### THINGS TO DO:
#1 List every court case that the bankruptcy court excerpt cites by name.
#2 Answer these questions from the bankruptcy court excerpt:
(a) Which rule of evidence is cited for taking judicial notice of pleadings or orders?
(b) According to Defendants, what does the bankruptcy estate no longer have once stay relief is obtained?
(c) What does the Court finally conclude about its jurisdiction over the surcharge claims?
#3 Reproduce the bankruptcy court excerpt between "1. Jurisdiction of" and "in the Collateral.", inclusive, swapping "Collateral" for "secured property".

The Court may also take judicial notice of pleadings or orders filed in the main bankruptcy case in which the adversary proceeding was filed. Fed. R. Evid. 201(c). "Courts may take judicial notice of public records including proceedings in its own docket as well as proceedings in other courts without the need to convert a motion to dismiss into a motion for summary judgment." In re All Am. Semiconductor, Inc., 427 B.R. 559, 564-65 (Bankr. S.D. Fla. 2010) (citing Universal Express, Inc. v. United States Sec. and Exch. Comm'n, 177 Fed.Appx. 52, 53-54 (11th Cir. 2006)).

Discussion

1. Jurisdiction of the Court

Defendants have argued that this Court does not have jurisdiction to determine the surcharge claims raised by Plaintiff because each Defendant obtained stay relief with respect to its respective Collateral concurrently with the appointment of Plaintiff as trustee. Essentially, Defendants argue that by obtaining stay relief, the bankruptcy estate no longer has an interest in the Collateral.

Indeed, a central requirement of a surcharge claim is that it must be asserted against property that secures an allowed secured claim held by a creditor in the case. Both the Fifth Circuit and Seventh Circuit Courts of Appeal have determined that when property is transferred out of a bankruptcy estate free and clear of liens, the bankruptcy court ceases to have jurisdiction over that property. See In re Skuna River Lumber, LLC, 564 F.3d 353, 355-57 (5th Cir. 2009); In re Edwards, 962 F.2d 641, 643 (7th Cir. 1992).

However, there is a meaningful difference between a secured creditor obtaining stay relief and a sale of property by a bankruptcy estate free and clear of liens. The significance of a stay relief order is that the secured creditor is no longer prohibited from exercising its rights and remedies under applicable state law. The entry of the stay relief order does not terminate the estate's interest in the secured creditor's collateral; it merely removes the legal impediment that prevents the secured creditor from taking steps under applicable non-bankruptcy law to foreclose its security interest in its collateral. Until that foreclosure occurs, the estate continues to have an interest in the property, and the property continues to secure the claim of the secured creditor.

Therefore, the Court may not equate entry of a stay relief order with sale of estate property free and clear of liens. While the Court agrees with the conclusion of the Fifth and Seventh Circuit Courts of Appeal that the jurisdiction of a bankruptcy court is limited to property that secures a claim,1 the Court is unable to conclude that this statement of the law supports Defendants' jurisdictional argument at this juncture of the adversary proceeding. Given the constraint imposed upon the Court in evaluating a motion to dismiss to consider only the allegations set forth in the Complaint, documents attached to the Complaint, and the record in the bankruptcy case, the Court simply does not have sufficient information at this juncture of the adversary proceeding to know whether as of the date of the surcharge claim the Collateral continued to be property that secured claims of various Defendants, or whether the estate's interest in the Collateral had already been foreclosed.

As a result, the Court concludes that, in connection with its consideration of the Motions, it does have jurisdiction to consider the surcharge claims asserted in the Complaint.

### DATASET CONTENT:
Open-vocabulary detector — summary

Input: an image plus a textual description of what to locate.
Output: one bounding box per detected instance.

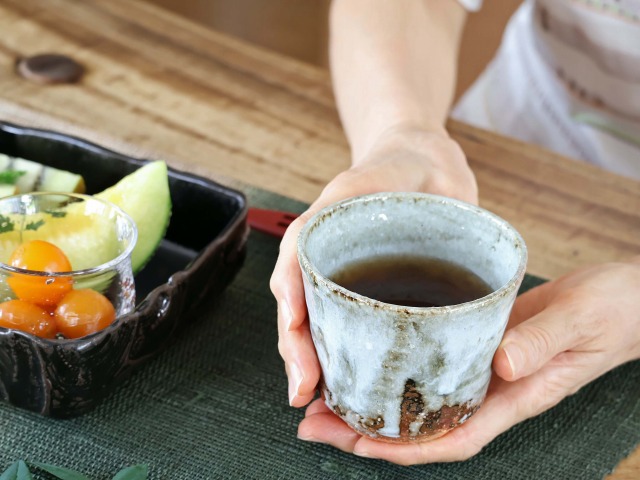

### RESULTS IN ORDER:
#1
In re All Am. Semiconductor, Inc.
Universal Express, Inc. v. United States Sec. and Exch. Comm'n
In re Skuna River Lumber, LLC
In re Edwards

#2
(a) Fed. R. Evid. 201(c).
(b) An interest in the Collateral.
(c) In considering the Motions, it does have jurisdiction to consider the surcharge claims asserted in the Complaint.

#3
1. Jurisdiction of the Court

Defendants have argued that this Court does not have jurisdiction to determine the surcharge claims raised by Plaintiff because each Defendant obtained stay relief with respect to its respective secured property concurrently with the appointment of Plaintiff as trustee. Essentially, Defendants argue that by obtaining stay relief, the bankruptcy estate no longer has an interest in the secured property.